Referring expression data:
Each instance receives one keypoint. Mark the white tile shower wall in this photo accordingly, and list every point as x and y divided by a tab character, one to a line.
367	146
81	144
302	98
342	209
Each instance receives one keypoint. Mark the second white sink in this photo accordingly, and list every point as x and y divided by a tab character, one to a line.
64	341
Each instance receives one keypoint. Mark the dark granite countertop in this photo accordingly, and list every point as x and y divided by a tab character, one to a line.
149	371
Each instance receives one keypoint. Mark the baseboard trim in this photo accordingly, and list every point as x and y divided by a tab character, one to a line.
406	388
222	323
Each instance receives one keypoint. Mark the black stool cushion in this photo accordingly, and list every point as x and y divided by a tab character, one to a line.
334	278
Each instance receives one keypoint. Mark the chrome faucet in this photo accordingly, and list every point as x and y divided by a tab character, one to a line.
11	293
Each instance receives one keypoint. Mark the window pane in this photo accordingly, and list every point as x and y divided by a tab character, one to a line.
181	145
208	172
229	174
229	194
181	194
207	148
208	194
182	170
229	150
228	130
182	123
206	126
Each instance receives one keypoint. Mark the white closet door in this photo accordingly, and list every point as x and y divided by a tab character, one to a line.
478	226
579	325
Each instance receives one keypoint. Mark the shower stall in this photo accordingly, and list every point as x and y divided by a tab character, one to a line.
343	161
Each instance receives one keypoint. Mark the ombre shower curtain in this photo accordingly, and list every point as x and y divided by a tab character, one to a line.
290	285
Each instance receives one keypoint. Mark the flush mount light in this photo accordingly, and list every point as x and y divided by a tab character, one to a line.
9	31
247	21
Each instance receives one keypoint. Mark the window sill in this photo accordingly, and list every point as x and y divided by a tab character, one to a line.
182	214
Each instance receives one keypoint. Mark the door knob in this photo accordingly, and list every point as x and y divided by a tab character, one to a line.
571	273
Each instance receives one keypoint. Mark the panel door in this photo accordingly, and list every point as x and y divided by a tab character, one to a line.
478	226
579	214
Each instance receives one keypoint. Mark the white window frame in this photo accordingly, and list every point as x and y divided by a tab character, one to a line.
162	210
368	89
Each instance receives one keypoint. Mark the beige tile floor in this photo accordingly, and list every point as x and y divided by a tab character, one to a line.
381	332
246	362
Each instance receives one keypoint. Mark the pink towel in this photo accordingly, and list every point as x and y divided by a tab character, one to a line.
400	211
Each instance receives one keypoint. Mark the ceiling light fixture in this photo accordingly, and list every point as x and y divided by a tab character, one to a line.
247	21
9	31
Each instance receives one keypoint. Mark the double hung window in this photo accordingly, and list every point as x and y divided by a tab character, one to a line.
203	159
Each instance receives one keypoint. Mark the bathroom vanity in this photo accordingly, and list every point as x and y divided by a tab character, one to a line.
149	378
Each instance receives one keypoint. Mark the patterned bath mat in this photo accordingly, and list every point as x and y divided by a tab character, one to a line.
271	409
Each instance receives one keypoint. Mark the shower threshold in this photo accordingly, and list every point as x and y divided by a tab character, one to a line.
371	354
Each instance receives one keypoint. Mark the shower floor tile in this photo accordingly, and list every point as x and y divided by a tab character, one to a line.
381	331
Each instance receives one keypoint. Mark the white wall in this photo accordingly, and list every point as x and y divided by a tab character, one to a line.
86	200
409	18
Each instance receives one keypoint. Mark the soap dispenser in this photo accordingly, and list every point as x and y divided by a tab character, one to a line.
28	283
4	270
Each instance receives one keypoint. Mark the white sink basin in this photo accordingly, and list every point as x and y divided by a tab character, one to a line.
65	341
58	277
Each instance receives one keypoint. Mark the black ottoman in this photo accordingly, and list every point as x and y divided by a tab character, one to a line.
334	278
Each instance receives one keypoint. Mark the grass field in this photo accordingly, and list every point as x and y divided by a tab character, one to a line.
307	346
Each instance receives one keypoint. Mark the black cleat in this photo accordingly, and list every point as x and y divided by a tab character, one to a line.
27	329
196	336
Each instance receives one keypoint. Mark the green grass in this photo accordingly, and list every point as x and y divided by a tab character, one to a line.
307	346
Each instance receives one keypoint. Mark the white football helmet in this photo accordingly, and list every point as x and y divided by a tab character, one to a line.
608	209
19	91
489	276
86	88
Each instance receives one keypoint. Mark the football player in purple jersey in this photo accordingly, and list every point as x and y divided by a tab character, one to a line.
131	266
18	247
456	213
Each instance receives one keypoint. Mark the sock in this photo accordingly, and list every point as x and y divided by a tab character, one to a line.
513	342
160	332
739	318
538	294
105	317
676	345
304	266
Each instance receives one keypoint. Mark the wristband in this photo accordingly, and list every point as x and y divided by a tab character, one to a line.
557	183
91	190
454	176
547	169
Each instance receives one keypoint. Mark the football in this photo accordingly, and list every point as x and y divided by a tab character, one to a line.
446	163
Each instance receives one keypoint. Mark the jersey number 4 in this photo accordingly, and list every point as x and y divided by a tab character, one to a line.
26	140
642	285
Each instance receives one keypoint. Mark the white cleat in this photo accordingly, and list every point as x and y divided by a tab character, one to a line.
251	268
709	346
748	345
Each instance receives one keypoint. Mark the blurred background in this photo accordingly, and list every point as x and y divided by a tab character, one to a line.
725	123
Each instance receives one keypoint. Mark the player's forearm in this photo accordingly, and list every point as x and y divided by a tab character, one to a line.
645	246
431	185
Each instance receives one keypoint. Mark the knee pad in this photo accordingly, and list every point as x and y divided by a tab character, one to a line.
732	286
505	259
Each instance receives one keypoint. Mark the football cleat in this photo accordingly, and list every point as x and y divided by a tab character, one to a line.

▶ **The task**
Each entry above needs to be duplicated exactly.

▶ **Output of the exercise**
Each instance receives one keypoint. Mark the white tile shower wall in this photo accordingly, and list every point as x and y divided by a tab character, one to a line.
367	146
81	144
302	98
342	209
Each instance receives one keypoint. Mark the second white sink in this photo accordingly, and list every point as x and y divided by a tab character, one to a line.
64	341
Each instance receives one keypoint. Mark the dark granite countertop in this photo accordingly, and list every point as x and y divided by a tab character, one to a line.
149	371
Each instance receives one keypoint. Mark the baseboard trim in this photo accordingly, and list every point as x and y divided by a tab character, one to a line.
406	388
222	323
Each instance receives one keypoint. Mark the black stool cushion in this photo accordingly, and list every point as x and y divided by a tab character, one to a line.
334	278
Each instance receives one keypoint. Mark the chrome faucet in this photo accordingly, and list every point as x and y divided by a tab character, one to a line.
11	293
Each instance receives one keypoint. Mark the window pane in this photo accordingly, and list every point as x and y divided by a tab character, one to a line.
181	145
208	172
229	174
229	194
181	194
207	148
208	194
182	170
229	150
228	130
182	123
206	126
Each instance receives one keypoint. Mark the white closet door in this photo accordingly, and list every point as x and y divided by a tab character, one to a line.
478	226
579	325
Each instance receives one keypoint. Mark the shower stall in this photo accordingly, and list every point as x and y divided by a tab character, one to a line.
343	161
Each instance receives one keypoint. Mark the ombre shower curtain in this photo accordingly, and list every point as x and y divided by a tab character, one to a line.
290	285
Each instance receives one keypoint. Mark the flush mount light in this photo accordingly, and list every point as x and y divided by a tab character, one to a line.
9	31
247	21
Each instance receives one keypoint. Mark the window sill in this photo accordingly, and list every point as x and y divided by a tab character, one to a line.
182	214
Each instance receives one keypoint. Mark the door knob in this photo accordingly, and list every point as x and y divided by a tab character, one to a line.
571	273
Each instance receives one keypoint. Mark the panel door in this photo accordingly, and list every point as x and y divided by a tab character, one to a line.
478	226
579	214
Each instance receives one keypoint. Mark the white window frame in this photo accordingly, and list every point as x and y divided by a tab character, one to a line.
162	210
368	89
Each instance receives one keypoint. Mark the beige tile floor in this photo accordingly, and list every point as x and y divided by a tab character, one to a line.
381	332
246	362
Each instance receives one keypoint. Mark the pink towel in this photo accordingly, and list every point as x and y divided by a tab character, one to a line.
400	211
Each instance receives one keypoint. Mark the ceiling light fixture in this photo accordingly, and list every point as x and y divided by a tab character, one to a line.
247	21
9	31
Each instance receives one keypoint. Mark the double hung window in this photo accordingly, and list every point as x and y divided by a tab character, one to a line.
203	159
Each instance receives one keypoint. Mark the bathroom vanity in this photo accordingly, and list every point as x and y divided by a tab character, one to a line.
149	378
Each instance receives one keypoint. Mark the patterned bath mat in this photo accordingly, and list every point as x and y divided by a tab character, one to a line.
271	409
Each instance receives one keypoint. Mark the shower threshold in this photo accordingly, and list every point as x and y divided by a tab character, one to a line.
371	354
Each instance receives one keypoint. Mark the shower floor tile in this photo accordingly, and list every point as x and y divided by a tab character, one to a line.
381	331
Each instance receives one keypoint. Mark the white wall in this photo accordingly, and list every point as x and y divided by a tab character, one to a line.
86	200
409	18
Each instance receives one keypoint. Mark the soap dispenser in this photo accordingly, and list every point as x and y divided by a tab character, one to a line.
28	283
4	270
Each instance receives one keypoint. Mark the white sink basin in this photo accordingly, and list every point as x and y divided by a tab character, one to a line.
65	341
58	277
Each instance receives one keypoint. Mark the black ottoman in this photo accordingly, and list every point as x and y divided by a tab character, one to a line.
334	278
Each instance receives one keypoint. Mark the grass field in this photo accordingly, and list every point as x and y divided by a tab character, one to a line.
307	346
Each instance receives one keypoint. Mark the black cleat in this photo accordingly, and list every point as x and y divided by a tab character, one to a line.
27	329
196	336
Each instance receives one keypoint. Mark the green grass in this photo accordingly, and list every point as x and y divided by a tab character, one to a line.
307	346
Each instance receives one keypoint. Mark the white football helmet in this photo accordingly, and list every point as x and y divided by a tab character, one to a line.
608	209
19	91
489	276
86	88
Each instance receives one keypoint. Mark the football player in purple jersey in this photo accordingly, and list every point as x and y divided by a tab character, one to a line.
131	266
18	247
456	213
Each instance receives one keypoint. Mark the sock in this photo accordingly, and list every point as x and y divided by a tab character, one to a line.
513	342
160	332
739	318
538	294
105	317
676	345
304	266
Each instance receives one keypoint. Mark the wristband in this photo accordingly, and list every point as x and y divided by a tab character, one to a line.
557	183
91	190
454	176
547	169
Each instance receives one keypoint. Mark the football in this photo accordingly, and list every point as x and y divided by a tab character, one to a line.
446	163
Each instance receives one keypoint. Mark the jersey number 4 in this photo accordingly, and list every point as x and y divided by a tab character, one to a line.
26	140
642	285
Each instance receives one keypoint. Mark the white cleat in this photo accordingly, and list every point as x and y divided by a tab character, one to a line.
251	268
709	346
748	345
Each instance receives one keypoint. Mark the blurred background in this photo accordingly, and list every point as x and y divided by a tab character, one to a line.
725	123
Each instance receives one keypoint. Mark the player's forearm in this photo accordingly, and list every point as x and y divided by a tab character, one to a line.
645	246
431	185
Each instance receives one keypoint. Mark the knee pad in this photo accordingly, and list every point as x and y divided by a tab character, one to a line.
732	286
505	259
Each instance receives one keypoint. Mark the football cleat in this photo accordingly, and list every point as x and y divided by a tab character, one to a line.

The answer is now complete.